■ Instructions to follow
Collect every line in the records below that contains the word "snowy", and list them as they appear.

---+---

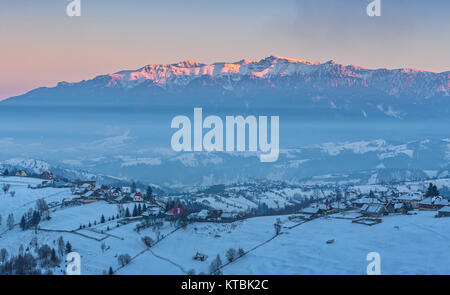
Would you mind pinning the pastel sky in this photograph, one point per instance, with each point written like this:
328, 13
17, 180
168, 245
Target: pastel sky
40, 45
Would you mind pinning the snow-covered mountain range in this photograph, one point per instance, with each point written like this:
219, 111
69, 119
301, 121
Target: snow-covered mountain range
273, 72
270, 69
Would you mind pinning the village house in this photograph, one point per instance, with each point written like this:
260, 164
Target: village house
444, 212
61, 184
359, 203
126, 190
374, 210
410, 200
433, 203
154, 210
21, 173
47, 175
124, 199
202, 215
87, 186
176, 211
230, 215
400, 207
138, 197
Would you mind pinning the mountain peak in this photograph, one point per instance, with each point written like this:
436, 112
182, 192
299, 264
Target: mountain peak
188, 64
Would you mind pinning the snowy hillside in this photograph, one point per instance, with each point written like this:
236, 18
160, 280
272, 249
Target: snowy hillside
300, 248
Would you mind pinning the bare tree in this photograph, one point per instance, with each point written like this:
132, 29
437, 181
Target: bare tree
147, 241
3, 255
6, 188
231, 255
10, 221
124, 259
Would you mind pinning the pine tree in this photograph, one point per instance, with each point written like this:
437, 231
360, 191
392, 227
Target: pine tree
23, 223
68, 247
432, 191
149, 193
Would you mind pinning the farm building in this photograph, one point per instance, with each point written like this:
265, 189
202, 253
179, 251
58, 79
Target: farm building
176, 211
138, 197
444, 212
410, 200
374, 210
433, 203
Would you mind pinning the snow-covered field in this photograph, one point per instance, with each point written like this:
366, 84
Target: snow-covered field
408, 244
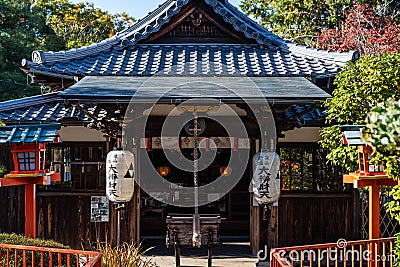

---+---

■ In response
Would you mind pinning the snowy hillside in this photograph, one point per instance, with each point written like this:
Target: snowy hillside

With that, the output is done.